*Complete the following*:
a. List every form that Bucky O'Hare went on to take, according to the passage about Hama.
b. Answer these from the passage about Hama, one line each:
(i) How many issues did the Nth Man series run?
(ii) In what year did Hama first create Bucky O'Hare?
(iii) In what year did he contribute to the G.I. Joe relaunch?
c. Reproduce everything in the passage about Hama from "While working at" down to "a teenage daughter.".

*Quoted passage*:

From 1986-93, Hama edited the acclaimed comic book The 'Nam, a gritty Marvel series about the Vietnam War. Additionally, he wrote the 16-issue Marvel series [[Nth Man: the Ultimate Ninja]] (Aug. 1989 - Sept. 1990), concerning the adventures of John Doe, an American ninja and Special Forces commando in an alternate reality in which World War III is sparked after the world's nuclear weapons stockpiles are all destroyed. Hama also edited a relaunch of Marvel's black-and-white comics magazine Savage Tales, overseeing its change from sword-and-sorcery to men's adventure.

Other comics Hama has written include Wolverine, the Wolverine / Fantastic Four spin-off The Fantastic Adventures of Logan and Ben Grimm, and the X-Men brand extension Generation X for Marvel; and Batman stories for DC Comics. He wrote filecards for Hasbro's line of sci-fi/police action figures, C.O.P.S. n' Crooks and contributed to the relaunch of the G.I. Joe toy line and comic book in 2000.

While working at Neal Adams' Continuity Associates, Hama developed a series he first created in 1978, Bucky O'Hare, the story of a green anthropomorphic rabbit and his mutant mammal sidekicks in an intergalactic war against space amphibians, which went on to become a comic, cartoon, video game and toy line.

As of 2005, Hama is married and has a teenage daughter.

*Dataset*:
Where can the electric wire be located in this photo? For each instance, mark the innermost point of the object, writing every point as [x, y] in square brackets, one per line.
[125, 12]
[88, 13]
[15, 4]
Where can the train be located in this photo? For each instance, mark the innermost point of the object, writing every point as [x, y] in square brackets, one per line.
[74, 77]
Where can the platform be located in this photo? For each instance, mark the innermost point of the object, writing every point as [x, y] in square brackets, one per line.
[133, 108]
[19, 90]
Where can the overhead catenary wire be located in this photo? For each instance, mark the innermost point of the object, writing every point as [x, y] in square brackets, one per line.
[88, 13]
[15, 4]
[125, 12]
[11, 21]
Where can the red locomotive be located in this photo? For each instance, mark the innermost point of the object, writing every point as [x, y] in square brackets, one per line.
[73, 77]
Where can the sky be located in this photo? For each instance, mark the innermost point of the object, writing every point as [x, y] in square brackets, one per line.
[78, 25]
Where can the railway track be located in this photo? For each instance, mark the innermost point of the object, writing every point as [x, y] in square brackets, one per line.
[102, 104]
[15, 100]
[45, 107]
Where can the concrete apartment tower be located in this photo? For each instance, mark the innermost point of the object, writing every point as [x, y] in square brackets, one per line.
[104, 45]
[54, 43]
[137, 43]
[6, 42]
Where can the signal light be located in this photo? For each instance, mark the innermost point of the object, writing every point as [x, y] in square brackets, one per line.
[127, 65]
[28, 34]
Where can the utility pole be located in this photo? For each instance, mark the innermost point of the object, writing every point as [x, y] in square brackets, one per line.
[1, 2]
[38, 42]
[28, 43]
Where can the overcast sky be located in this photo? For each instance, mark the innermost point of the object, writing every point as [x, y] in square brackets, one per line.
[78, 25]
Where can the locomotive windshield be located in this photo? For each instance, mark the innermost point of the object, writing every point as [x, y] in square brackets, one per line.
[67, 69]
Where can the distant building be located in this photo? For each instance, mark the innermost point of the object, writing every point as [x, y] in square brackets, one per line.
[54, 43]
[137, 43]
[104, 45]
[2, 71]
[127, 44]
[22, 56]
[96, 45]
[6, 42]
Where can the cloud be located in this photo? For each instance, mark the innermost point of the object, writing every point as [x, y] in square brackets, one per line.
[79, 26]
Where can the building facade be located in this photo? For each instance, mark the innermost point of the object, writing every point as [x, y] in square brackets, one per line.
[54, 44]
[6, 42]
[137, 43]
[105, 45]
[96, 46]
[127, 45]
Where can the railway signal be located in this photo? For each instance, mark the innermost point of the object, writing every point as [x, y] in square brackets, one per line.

*Written responses*:
a. comic, cartoon, video game, toy line

b.
(i) 16
(ii) 1978
(iii) 2000

c.
While working at Neal Adams' Continuity Associates, Hama developed a series he first created in 1978, Bucky O'Hare, the story of a green anthropomorphic rabbit and his mutant mammal sidekicks in an intergalactic war against space amphibians, which went on to become a comic, cartoon, video game and toy line.

As of 2005, Hama is married and has a teenage daughter.